Referring expression data:
----
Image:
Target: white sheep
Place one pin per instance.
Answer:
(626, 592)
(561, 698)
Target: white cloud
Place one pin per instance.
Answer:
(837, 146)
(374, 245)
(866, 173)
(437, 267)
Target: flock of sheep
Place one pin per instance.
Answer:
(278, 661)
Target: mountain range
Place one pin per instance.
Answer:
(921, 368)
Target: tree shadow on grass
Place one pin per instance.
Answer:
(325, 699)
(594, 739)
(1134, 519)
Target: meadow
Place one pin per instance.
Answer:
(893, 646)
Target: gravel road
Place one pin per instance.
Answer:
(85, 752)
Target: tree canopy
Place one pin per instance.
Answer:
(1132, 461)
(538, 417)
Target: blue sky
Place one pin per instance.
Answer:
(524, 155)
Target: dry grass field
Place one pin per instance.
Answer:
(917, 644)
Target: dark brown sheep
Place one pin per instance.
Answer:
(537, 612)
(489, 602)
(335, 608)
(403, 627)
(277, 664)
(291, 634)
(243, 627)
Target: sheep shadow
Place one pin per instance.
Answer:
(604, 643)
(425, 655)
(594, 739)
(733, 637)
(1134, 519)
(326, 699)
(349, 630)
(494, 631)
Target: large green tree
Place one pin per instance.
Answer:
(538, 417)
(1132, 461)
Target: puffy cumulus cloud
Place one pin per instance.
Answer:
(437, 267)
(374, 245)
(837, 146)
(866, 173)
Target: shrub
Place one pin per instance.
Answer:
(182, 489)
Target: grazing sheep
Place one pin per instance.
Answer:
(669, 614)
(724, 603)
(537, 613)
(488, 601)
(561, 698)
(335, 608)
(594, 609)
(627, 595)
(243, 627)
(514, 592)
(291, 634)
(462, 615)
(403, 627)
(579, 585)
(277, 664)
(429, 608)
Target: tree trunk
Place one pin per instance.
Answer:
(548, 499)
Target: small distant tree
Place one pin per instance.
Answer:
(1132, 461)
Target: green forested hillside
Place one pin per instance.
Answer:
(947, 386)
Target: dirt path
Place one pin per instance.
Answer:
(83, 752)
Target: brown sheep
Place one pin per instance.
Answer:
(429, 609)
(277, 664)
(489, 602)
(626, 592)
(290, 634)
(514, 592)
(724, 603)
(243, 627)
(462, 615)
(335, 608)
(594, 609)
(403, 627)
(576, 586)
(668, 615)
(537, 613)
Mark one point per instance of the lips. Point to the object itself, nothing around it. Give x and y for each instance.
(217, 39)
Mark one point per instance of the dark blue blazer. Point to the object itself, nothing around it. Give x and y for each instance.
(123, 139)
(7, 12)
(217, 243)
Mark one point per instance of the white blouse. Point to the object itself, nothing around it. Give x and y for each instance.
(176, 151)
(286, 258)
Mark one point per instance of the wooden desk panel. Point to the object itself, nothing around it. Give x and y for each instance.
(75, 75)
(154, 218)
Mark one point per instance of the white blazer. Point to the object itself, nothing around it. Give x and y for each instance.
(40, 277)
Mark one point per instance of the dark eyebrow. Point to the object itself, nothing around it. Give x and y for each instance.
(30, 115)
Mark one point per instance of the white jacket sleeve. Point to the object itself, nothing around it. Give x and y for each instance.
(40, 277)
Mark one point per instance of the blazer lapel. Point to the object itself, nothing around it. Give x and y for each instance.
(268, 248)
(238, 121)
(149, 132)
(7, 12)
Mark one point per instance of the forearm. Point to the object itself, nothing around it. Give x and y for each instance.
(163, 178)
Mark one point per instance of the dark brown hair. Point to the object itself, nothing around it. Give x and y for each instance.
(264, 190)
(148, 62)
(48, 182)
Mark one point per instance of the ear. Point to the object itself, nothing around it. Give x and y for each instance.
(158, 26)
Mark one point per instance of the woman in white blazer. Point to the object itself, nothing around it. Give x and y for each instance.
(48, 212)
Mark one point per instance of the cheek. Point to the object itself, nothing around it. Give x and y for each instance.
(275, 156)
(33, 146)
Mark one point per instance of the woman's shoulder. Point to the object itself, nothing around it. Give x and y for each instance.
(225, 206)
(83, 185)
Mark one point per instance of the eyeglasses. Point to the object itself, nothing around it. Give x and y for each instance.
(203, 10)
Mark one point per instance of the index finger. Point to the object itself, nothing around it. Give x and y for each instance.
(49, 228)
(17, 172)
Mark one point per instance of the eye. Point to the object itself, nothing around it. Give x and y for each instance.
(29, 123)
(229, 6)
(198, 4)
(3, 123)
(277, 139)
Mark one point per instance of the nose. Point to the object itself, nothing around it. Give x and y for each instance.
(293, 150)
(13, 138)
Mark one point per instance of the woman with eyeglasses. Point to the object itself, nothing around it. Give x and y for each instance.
----
◆ YOUR OBJECTIVE ◆
Search the data for the word "green" and copy each line where it appears.

◆ ANSWER SECTION ◆
Target: large green tree
Target: green forested hillside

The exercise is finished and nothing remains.